= Task requirements =
Please recast the lines of the records starting at the line containing "the vinyl siding" and ending at the line containing "(1229, 217)" as a numbered list, skipping blank lines.

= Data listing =
======
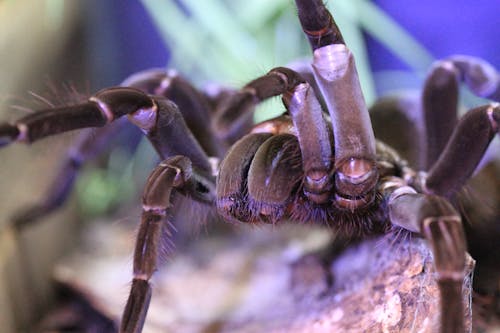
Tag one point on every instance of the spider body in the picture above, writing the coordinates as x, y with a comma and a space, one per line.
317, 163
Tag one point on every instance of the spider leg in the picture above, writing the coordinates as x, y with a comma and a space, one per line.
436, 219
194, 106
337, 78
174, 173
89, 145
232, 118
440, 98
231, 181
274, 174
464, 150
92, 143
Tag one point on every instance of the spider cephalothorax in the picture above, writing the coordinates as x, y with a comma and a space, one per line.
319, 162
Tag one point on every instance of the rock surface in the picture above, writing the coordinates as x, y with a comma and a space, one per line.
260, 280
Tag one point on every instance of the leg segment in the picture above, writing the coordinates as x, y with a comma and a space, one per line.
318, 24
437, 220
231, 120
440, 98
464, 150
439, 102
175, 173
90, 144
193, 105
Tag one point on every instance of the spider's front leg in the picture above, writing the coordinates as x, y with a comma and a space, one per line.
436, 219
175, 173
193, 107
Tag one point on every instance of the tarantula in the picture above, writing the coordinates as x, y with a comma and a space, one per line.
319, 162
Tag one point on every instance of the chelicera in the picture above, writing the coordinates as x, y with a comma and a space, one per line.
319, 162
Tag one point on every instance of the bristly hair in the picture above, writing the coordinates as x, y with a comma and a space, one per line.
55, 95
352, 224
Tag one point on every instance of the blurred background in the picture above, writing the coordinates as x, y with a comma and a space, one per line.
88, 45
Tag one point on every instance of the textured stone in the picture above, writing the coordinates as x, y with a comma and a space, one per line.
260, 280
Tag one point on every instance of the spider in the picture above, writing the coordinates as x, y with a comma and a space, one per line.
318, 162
======
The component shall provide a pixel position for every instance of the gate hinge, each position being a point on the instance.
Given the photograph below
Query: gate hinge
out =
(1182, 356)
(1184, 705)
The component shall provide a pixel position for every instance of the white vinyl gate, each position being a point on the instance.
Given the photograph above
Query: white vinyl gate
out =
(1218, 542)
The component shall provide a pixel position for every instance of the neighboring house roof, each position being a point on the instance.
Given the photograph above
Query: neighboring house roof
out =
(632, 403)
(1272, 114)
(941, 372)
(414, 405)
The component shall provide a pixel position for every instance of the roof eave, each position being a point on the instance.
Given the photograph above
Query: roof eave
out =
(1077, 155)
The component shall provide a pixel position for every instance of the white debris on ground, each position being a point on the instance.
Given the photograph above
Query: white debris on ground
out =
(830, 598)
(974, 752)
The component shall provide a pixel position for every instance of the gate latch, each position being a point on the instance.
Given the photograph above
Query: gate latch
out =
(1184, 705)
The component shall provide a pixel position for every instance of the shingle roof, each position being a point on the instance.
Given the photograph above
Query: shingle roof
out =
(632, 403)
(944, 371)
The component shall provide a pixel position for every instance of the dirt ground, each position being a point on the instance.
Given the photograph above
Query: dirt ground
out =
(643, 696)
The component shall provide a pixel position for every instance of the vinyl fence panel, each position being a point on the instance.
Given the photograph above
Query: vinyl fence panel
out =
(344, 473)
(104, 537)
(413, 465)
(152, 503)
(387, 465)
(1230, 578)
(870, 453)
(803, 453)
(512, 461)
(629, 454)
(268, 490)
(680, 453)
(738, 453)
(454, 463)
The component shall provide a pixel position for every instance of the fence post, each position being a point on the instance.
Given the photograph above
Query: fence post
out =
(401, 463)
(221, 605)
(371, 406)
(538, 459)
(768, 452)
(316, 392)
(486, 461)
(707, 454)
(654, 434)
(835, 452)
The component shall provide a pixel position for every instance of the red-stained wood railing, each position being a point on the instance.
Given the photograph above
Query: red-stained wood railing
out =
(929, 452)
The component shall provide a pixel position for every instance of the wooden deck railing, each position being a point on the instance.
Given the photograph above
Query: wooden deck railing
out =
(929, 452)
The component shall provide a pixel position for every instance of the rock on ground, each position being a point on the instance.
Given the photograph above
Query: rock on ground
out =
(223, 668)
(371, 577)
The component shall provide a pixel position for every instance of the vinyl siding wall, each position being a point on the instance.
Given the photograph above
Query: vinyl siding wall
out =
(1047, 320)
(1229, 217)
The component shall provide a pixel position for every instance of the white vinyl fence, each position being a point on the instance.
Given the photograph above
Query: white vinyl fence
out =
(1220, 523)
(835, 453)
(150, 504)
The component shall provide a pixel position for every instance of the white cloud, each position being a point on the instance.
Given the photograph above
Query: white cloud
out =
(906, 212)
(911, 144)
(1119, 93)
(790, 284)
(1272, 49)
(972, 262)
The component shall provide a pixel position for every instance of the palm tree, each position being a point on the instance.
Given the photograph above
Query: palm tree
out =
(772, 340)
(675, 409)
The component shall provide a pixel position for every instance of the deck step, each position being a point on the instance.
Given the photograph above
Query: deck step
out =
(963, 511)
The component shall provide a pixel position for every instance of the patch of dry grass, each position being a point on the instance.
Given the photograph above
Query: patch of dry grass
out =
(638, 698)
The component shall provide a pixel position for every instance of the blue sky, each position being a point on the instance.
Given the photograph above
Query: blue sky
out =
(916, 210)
======
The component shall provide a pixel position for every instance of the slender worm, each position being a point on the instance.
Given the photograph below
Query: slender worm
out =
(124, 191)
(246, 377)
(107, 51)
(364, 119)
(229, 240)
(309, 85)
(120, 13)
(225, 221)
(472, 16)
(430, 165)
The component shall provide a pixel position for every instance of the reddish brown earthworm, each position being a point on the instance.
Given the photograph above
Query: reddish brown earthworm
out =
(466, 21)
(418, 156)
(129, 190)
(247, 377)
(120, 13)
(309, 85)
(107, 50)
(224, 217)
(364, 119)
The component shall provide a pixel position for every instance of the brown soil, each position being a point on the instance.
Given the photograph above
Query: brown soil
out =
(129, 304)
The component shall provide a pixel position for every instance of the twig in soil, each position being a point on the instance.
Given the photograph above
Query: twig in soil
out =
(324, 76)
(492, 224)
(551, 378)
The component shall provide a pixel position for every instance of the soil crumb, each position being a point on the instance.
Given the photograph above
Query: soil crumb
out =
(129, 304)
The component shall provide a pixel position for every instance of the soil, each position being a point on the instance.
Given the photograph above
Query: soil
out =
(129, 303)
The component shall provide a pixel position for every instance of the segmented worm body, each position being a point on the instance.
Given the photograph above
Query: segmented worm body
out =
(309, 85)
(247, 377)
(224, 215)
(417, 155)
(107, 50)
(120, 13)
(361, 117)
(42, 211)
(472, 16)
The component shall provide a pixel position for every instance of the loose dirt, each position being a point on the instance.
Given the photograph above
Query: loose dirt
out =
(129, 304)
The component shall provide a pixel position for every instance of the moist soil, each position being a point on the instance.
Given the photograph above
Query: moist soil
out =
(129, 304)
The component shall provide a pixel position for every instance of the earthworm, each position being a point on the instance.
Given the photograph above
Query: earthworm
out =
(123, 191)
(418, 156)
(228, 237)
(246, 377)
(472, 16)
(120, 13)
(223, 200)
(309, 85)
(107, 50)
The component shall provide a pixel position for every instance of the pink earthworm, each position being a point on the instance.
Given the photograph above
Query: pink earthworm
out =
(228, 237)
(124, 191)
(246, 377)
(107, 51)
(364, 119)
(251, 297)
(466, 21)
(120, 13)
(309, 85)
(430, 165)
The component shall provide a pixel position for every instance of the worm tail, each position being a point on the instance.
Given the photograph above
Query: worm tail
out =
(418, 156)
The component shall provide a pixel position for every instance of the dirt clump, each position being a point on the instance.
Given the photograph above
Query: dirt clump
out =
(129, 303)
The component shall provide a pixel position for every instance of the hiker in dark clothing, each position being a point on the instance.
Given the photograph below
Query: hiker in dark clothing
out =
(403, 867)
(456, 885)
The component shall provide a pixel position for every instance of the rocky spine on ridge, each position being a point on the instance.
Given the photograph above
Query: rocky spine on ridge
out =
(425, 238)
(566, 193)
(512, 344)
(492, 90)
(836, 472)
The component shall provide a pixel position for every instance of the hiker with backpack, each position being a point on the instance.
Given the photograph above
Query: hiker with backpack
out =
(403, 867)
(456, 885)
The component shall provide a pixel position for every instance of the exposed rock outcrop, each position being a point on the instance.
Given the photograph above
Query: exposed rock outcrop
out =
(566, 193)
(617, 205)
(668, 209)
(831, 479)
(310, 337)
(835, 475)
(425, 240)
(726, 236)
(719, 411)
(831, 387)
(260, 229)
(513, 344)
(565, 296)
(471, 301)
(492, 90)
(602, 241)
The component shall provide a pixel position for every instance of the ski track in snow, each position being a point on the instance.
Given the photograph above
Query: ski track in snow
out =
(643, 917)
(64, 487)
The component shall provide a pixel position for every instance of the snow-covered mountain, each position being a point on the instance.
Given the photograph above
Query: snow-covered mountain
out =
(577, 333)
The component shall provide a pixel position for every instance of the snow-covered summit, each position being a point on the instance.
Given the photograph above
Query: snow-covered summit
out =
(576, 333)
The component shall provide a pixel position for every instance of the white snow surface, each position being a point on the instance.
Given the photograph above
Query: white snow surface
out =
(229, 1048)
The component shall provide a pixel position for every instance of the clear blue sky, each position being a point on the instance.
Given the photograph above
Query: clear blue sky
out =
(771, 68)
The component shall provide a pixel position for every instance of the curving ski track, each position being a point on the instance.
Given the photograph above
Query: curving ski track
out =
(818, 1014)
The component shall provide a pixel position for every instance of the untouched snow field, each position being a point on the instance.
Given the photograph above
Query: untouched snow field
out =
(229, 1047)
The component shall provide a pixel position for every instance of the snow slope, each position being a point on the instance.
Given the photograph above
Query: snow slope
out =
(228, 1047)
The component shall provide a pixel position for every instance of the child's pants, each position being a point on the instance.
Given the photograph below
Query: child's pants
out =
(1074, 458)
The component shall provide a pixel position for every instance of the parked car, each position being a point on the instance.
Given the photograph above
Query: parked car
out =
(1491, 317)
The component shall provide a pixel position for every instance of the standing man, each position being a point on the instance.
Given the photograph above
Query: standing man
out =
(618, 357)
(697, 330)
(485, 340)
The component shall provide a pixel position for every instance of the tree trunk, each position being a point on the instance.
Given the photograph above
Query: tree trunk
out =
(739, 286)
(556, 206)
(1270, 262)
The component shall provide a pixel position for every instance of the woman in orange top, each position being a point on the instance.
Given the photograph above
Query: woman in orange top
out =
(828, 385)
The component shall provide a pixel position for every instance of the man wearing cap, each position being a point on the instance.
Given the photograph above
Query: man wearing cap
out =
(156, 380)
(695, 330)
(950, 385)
======
= Result =
1. The component shall provide a pixel position for every instance of the vinyl siding wall, each position being a point on the instance.
2. Given the photograph above
3. Query: vinyl siding wall
4. out =
5. (1047, 320)
6. (1229, 217)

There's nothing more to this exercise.